§ Consegne
1/ Indica se ciascuna affermazione concorda con il testo sul rapporto tra mass-media e conflitti, rispondendo sì o no e citando esattamente le parole decisive. (a) Il Novecento è il secolo in cui esplodono la comunicazione e il racconto dei conflitti armati. (b) Un'informazione sempre più moderna ha portato a una maggiore oggettività della cronaca. (c) L'operazione "Enduring Freedom" fu promossa da una coalizione guidata dalla Francia.
2/ Per favore, prosegui il testo sul rapporto tra mass-media e conflitti a partire dal punto in cui si ferma.

§ Testo di lettura

>>>

Introduzione
Questo lavoro si propone di analizzare, attraverso le esperienze di Tiziano Terzani e
Oriana Fallaci, il delicato e complesso rapporto tra mass-media e conflitti dalla
Guerra Fredda sino all’11 settembre 2001 e alla successiva operazione “Enduring
Freedom” (libertà duratura), promossa da una coalizione internazionale guidata
dagli Stati Uniti del Presidente George W. Bush contro l’Afghanistan e il regime dei
talebani.
Il rapporto fra informazione e conoscenza degli eventi bellici emerge come una delle
questioni centrali dell’età contemporanea sin dall’Ottocento in concomitanza con la
diffusione dei giornali e le prime corrispondenze dei pionieri dell’informazione di
guerra. È il Novecento, comunque, il secolo che vede l’esplosione della
comunicazione e del racconto dei conflitti armati. Soprattutto a partire dall’ingresso
nel campo dei mass-media di nuovi mezzi come la televisione e l’informatica la
fruizione delle notizie da parte dei lettori e dei telespettatori è diventata più veloce e
multimediale, incrementando il flusso informativo sino a portare, per usare le parole
degli esperti del campo della comunicazione, la guerra “in casa”. La prospettiva di
un’informazione sempre più moderna non si è accompagnata però ad una
conseguente oggettività della cronaca; la trasmissione di notizie relative ai conflitti
si è prestata, infatti, con la singolare eccezione del caso della guerra in Vietnam, ad
essere sempre più controllata e “confezionata”. In questo quadro di giornalismo non
sempre all’altezza dei suoi doveri deontologici e troppo spesso poco indipendente
rispetto alle censure dei governi e delle gerarchie militari, non sono mancate tuttavia
personalità di spicco che, grazie alle loro preziose testimonianze, hanno consentito di
presentare interessanti punti di vista che hanno sollevato importanti dibattiti. Oriana
Fallaci e Tiziano Terzani, pur nella diversità di approccio e visione che avrebbero
dimostrato specie dopo i tragici attentati contro il World Trade Center, rappresentano
da questo punta di vista due esempi assai stimolanti che vengono analizzati, nel
presente lavoro, in relazione alla loro produzione letteraria e giornalistica con
particolare riferimento alla comune e preziosa testimonianza sulla guerra del
I
Vietnam e alla loro partecipazione al dibattito sulla “Guerra al Terrore” iniziata nel
2001.

<<<

§ Insieme di dati
>>>

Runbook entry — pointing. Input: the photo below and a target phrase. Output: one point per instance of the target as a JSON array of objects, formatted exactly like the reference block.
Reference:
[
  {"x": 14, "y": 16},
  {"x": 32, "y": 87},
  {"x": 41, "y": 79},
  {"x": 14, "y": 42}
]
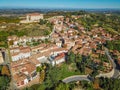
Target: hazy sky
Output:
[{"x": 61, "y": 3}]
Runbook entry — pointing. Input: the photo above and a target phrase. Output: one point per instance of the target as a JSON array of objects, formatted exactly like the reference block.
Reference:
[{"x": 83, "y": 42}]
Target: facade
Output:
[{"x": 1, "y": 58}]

<<<
>>>

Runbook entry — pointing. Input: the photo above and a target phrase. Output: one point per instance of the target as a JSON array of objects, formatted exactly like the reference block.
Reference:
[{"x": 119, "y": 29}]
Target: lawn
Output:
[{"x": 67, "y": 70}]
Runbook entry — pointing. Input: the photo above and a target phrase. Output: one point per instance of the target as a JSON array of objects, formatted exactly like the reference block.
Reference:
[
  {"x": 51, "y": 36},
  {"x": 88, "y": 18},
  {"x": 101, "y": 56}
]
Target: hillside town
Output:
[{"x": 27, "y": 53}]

<<<

§ Risposte fornite
1/
(a) Sì: "È il Novecento, comunque, il secolo che vede l’esplosione della comunicazione e del racconto dei conflitti armati."
(b) No: "La prospettiva di un’informazione sempre più moderna non si è accompagnata però ad una conseguente oggettività della cronaca"
(c) No: "promossa da una coalizione internazionale guidata dagli Stati Uniti del Presidente George W. Bush"

2/
Il primo capitolo della tesi si propone di rivisitare la storia del rapporto fra guerra e
giornalismo concentrandosi in particolare sul periodo 1945-2002. La Guerra Fredda
ha rappresentato un periodo centrale nella storia contemporanea ma ha aperto
soprattutto nuove prospettive nella relazione con il mondo dell’informazione, grazie
all’ingresso di nuovi media come la televisione che hanno raccontato in presa diretta
eventi che prima non potevano essere visti se non in fotografia dopo diversi giorni.
Fotografi e giornalisti presenti sui fronti delle tante guerre periferiche che hanno
costellato la contrapposizione fra Usa e Urss hanno lasciato preziose testimonianze
che hanno consentito agli storici di poter utilizzare una pluralità di fonti prima
sconosciute capaci di illuminare aspetti altrimenti poco visibili. Nel caso della guerra
in Vietnam il ruolo dei reporter di guerra è stato inoltre decisivo nel sensibilizzare
l’opinione pubblica contro il conflitto e nel condizionare la scelta
dell’amministrazione americana verso il raggiungimento della pace.
È stata però la televisione a spostare l’informazione ad un livello di
spettacolarizzazione tale da modificare profondamente il linguaggio giornalistico,
facendo diventare una notizia prima “visibile” che “credibile”. Dopo il crollo del
Muro di Berlino e la fine della Guerra Fredda il potere dei grandi network televisivi è
cresciuto ad un livello tale da condizionare pesantemente la stessa percezione degli
eventi bellici, con quello che viene riconosciuto oramai da tutti gli studiosi più
importanti del mondo della comunicazione come un impoverimento graduale della
qualità informativa sempre più legata al new management, ovvero a quella strategia
di condizionamento diretto da parte di addetti stampa militari e consiglieri politici
che forniscono direttamente le notizie o organizzano le missioni dei cosiddetti
giornalisti “embedded”, ovvero “intruppati” nelle file degli eserciti in guerra.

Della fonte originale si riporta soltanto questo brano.